Brief article on benchmarks of Python repository with leading DVCSen

Fri Feb 13 02:24:00 GMT 2009

>> I would expect that most java shops will lean heavily towards explicit
>> renames and folder tracking specifically because of the tight
>> relationship between folder structure, file naming and code content.
>
> That is an argument _in favor_ of dealing with file names the same way
> you deal with code content. Any decent VCS detect content changes with
> a diff algorithm, and you still didn't give an argument to do it
> another way for file names.

No, I meant what I said.  We NEED tracked renames.  It is necessary to
be able to trace the history of a class and file names, locations in
the tree and contents change during refactoring.  Changing the package
changes the package statement, often changes imports and sometimes
changes invocations within the file (and rarely does the refactor
occur just to rename so naturally there are content changes too).
Being able to trace back in history through several rename/moves has
been invaluable often - failure to merge forward through the renames
has been equally painful, often.

Just as I appreciate that the Python team need better performance
whilst retaining the freedom of their users, this is an actual need
and you've demonstrated my point by denying the need exists.

Yes we could do without it and either place notes in files (though we
then couldn't use the IDEs to do the refactoring changes for us) and
could have sift through history but then why would we want to when we
can have rename tracking.

Diff is not the point here.

>> There's no point arguing
>> * Git doesn't track renames - if that's important to you, git isn't
>> for you
>
> _Tracking_ renames is important for no one. _Managing_ renames is
> important, and Git is very good at that.

For some definition of 'very good'. Detecting renames, if it could be
correct and consistent would be fine.  git can't.  Yes I've tried it
(albeit some time ago - have they added magic recently).

>> The Bazaar team is working hard to improve performance and make as
>> much of the workflow a personal choice - I can't say I see the same
>> from Git, there it seems to be more an attitude of "if git doesn't do
>> it, you don't need it"...

> The attitude of Git is to refuse arguments like "in theory, it would
> be better to do X, so Git should do X". But come with a real-life
> use-case where you need something, and the community is then _very_
> responsive.

Actually I intended to mean that if renames are important don't use
git - not that git must change to support renames.  There may be
unassailable performance trade-offs in supporting renames suggesting
that, for those needing bleeding-edge performance, adding rename
support to git would be bad.

>> Oh and this example of a weakness in bzr.
>>
>>>  bzr rm --keep file
>>>  # Oups, my bad, this is not what I wanted.
>>>  bzr add file
>>
>> Surely this is just a UI bug. bzr could easily detect replaces (an rm
>> and an add with the same path) and check the contents for a match and
>> treat the add as a revert of the rm (a "--force-replace" option on add
>> could support the current behaviour).
>
> Notice how you use the word "detect" here is a positive way, and how
> you consider the exact same to be negative for Git.

I didn't truly mean to denegrate the word detect.  I did mean to
denegrate the uncertain rename detection as a replacement for rename
(it is an alternative though if renames are less critical).

I expect that in this case detection could be somewhat more absolute,
given the limited number of variables, or at least could usefully warn
for the edge cases.

EG rm --keep file, hack hack, add file.

Hmm did they mean 'revert + modify' or 'replace').

> Once you fixed the above, try to fix also
>
>  bzr rm --keep file
>  bzr commit
>  # oops.

Requirement 1:
According to the forum thread, which version control system should people avoid if renames are important to them?
The forum thread and the records are separate, unrelated material.

Shape annotation entries:

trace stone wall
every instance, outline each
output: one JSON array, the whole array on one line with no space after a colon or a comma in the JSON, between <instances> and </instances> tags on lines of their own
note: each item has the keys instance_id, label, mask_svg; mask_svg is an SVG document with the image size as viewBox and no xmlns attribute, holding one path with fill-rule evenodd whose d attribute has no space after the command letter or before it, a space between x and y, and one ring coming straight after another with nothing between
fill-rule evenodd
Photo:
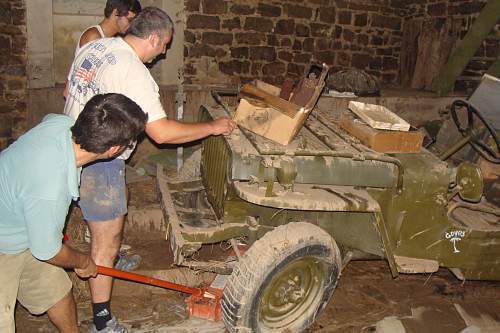
<instances>
[{"instance_id":1,"label":"stone wall","mask_svg":"<svg viewBox=\"0 0 500 333\"><path fill-rule=\"evenodd\" d=\"M26 11L23 0L0 2L0 150L26 130Z\"/></svg>"},{"instance_id":2,"label":"stone wall","mask_svg":"<svg viewBox=\"0 0 500 333\"><path fill-rule=\"evenodd\" d=\"M280 84L311 61L396 83L405 1L185 0L189 83Z\"/></svg>"},{"instance_id":3,"label":"stone wall","mask_svg":"<svg viewBox=\"0 0 500 333\"><path fill-rule=\"evenodd\" d=\"M458 38L463 38L486 2L185 0L185 77L188 83L259 78L280 84L284 77L301 75L306 64L318 61L334 71L363 69L385 85L397 85L413 74L400 73L406 22L430 19L439 25L459 20ZM456 90L474 88L498 57L499 31L497 25L457 81ZM444 61L447 56L442 56Z\"/></svg>"},{"instance_id":4,"label":"stone wall","mask_svg":"<svg viewBox=\"0 0 500 333\"><path fill-rule=\"evenodd\" d=\"M422 18L434 19L437 25L453 19L459 22L459 38L470 30L474 20L488 0L422 0L406 1L405 21ZM497 24L488 38L483 41L472 60L455 83L455 91L471 92L479 83L481 76L499 57L500 24Z\"/></svg>"}]
</instances>

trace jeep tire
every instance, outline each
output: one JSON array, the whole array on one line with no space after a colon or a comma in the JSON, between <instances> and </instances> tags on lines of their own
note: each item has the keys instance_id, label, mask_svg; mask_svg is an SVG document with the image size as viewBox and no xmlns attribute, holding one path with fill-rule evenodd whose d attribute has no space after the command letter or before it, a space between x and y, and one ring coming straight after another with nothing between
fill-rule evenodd
<instances>
[{"instance_id":1,"label":"jeep tire","mask_svg":"<svg viewBox=\"0 0 500 333\"><path fill-rule=\"evenodd\" d=\"M335 240L306 222L256 241L235 266L222 299L230 332L302 332L330 300L341 270Z\"/></svg>"}]
</instances>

Requirement 2:
Rewrite the records from the line containing "trace jeep tire" through the end of the records, inclusive, replacing "outline each" with "trace each" and leaving everything else unchanged.

Final answer 1:
Git.

Final answer 2:
trace jeep tire
every instance, trace each
output: one JSON array, the whole array on one line with no space after a colon or a comma in the JSON, between <instances> and </instances> tags on lines of their own
note: each item has the keys instance_id, label, mask_svg; mask_svg is an SVG document with the image size as viewBox and no xmlns attribute, holding one path with fill-rule evenodd whose d attribute has no space after the command letter or before it, a space between x and y, and one ring coming straight after another with nothing between
fill-rule evenodd
<instances>
[{"instance_id":1,"label":"jeep tire","mask_svg":"<svg viewBox=\"0 0 500 333\"><path fill-rule=\"evenodd\" d=\"M335 240L306 222L256 241L235 266L222 299L230 332L302 332L330 300L341 270Z\"/></svg>"}]
</instances>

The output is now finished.